_JOBS_:
1. Answer these questions about the comment thread on the KCCCC Day 11 post:
(a) Which province does Brammer say Harper has thrown under the bus?
(b) According to Liam Young, in what kind of stocks has the CPP been significantly over-weighted?
(c) How many comments does the post show?
2. Reproduce the comment thread on the KCCCC Day 11 post from "KCCCC Day 11: the" up to and including "of maximizing ROI.", substituting "Queen's Park" for "Parliament Hill".
3. Resume the comment thread on the Ontario pension plan, starting after its last sentence.

_TEXT EXTRACT_:
"""
08.12.2015 02:24 AM

KCCCC Day 11: the campaign, measured in tweets

13 Comments

  1. Brammer says:

    “Throw a whole province under the bus”. Exactly what Harper has done with Ontario. In fact, he is delighted to do so.

  2. Liam Young says:

    On the pension plan, it’s a VERY significant power play.

    It’s about financial independence for the province of Ontario, which the federal Cons are not fans of. The more we collect here (Ontario) for Ontarians, the less dependent we are on decisions from Parliament Hill and the CPP. It’s essentially what Alberta’s fund was all about (until the Cons destroyed it). An Ontario-funded pension could potentially have a mandate of considering Ontario ventures and companies first before looking outside the border, balanced with a mandate of maximizing ROI.

    In the past, the CPP has been significantly over-weighted in resource stocks, including oil, mining and other related industries, benefiting resource dependent provinces (eg. Alberta). A forward-looking Ontario can instead invest in renewable projects, technology companies and other ‘local’ businesses that benefit the people of Ontario.
"""
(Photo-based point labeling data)
"""
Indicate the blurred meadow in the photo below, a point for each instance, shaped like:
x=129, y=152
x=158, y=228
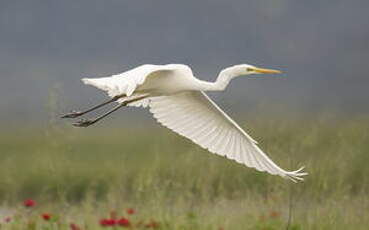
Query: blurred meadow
x=82, y=175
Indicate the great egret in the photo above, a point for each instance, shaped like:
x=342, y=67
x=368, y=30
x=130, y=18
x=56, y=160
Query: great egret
x=178, y=101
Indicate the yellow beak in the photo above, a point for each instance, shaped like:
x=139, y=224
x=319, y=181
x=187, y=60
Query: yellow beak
x=261, y=70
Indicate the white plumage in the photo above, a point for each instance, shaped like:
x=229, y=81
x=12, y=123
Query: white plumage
x=177, y=100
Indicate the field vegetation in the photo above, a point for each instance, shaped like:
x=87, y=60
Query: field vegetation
x=81, y=176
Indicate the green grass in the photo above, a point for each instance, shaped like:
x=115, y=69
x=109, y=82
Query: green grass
x=82, y=175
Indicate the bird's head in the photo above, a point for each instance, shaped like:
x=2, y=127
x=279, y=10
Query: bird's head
x=246, y=69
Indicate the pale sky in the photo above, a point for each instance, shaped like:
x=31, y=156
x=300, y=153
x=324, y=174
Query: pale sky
x=321, y=46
"""
_SOLVED TASKS_:
1.
(a) Ontario.
(b) Resource stocks, including oil, mining and other related industries.
(c) 13.

2.
KCCCC Day 11: the campaign, measured in tweets

13 Comments

  1. Brammer says:

    “Throw a whole province under the bus”. Exactly what Harper has done with Ontario. In fact, he is delighted to do so.

  2. Liam Young says:

    On the pension plan, it’s a VERY significant power play.

    It’s about financial independence for the province of Ontario, which the federal Cons are not fans of. The more we collect here (Ontario) for Ontarians, the less dependent we are on decisions from Queen's Park and the CPP. It’s essentially what Alberta’s fund was all about (until the Cons destroyed it). An Ontario-funded pension could potentially have a mandate of considering Ontario ventures and companies first before looking outside the border, balanced with a mandate of maximizing ROI.

3.
    Even though I personally find the attacks embarrassing for Stephen Harper, the federal Cons have made it an election issue because (a) they can easily describe it as a tax, (b) it distracts from their complete failure to manage the economy as they pretend they do and (c) they are attacking Liberals in the process. People tend not to differentiate between provincial and federal politics, so it’s an easy win for the Cons.

    • Joe says:

      Liam you are delusional. This has nothing to do with the Conservatives trying to ‘enslave’ Ontario. Ontario has the constitutional right to impose any tax or ‘pension plan’ it so chooses. What it doesn’t have the right to do is to get other provinces to pay for the administration of said tax or ‘pension plan’. BTW the Alberta Heritage fund was a boondoggle from the get go. It is not now nor never was any kind of pension fund nor was it intended to enhance Alberta’s independence. It was a meant to be a political slush fund that could be used to buy political favours. What’s more it worked.

    • Mark says:

      The CPP isn’t mandated to help companies in one province vs another, or even Canadian companies vs. foreign ones.

      The CPP has this mandate:
      “Our mandate is set out in legislation. It states that:
      • We invest in the best interests of CPP contributors and beneficiaries.
      • We have a singular objective: to maximize long-term investment returns without undue risk, taking into account the factors that may affect the funding of the Canada Pension Plan and its ability to meet its financial obligations.
      • We provide cash management services to the Canada Pension Plan so that they can pay benefits.”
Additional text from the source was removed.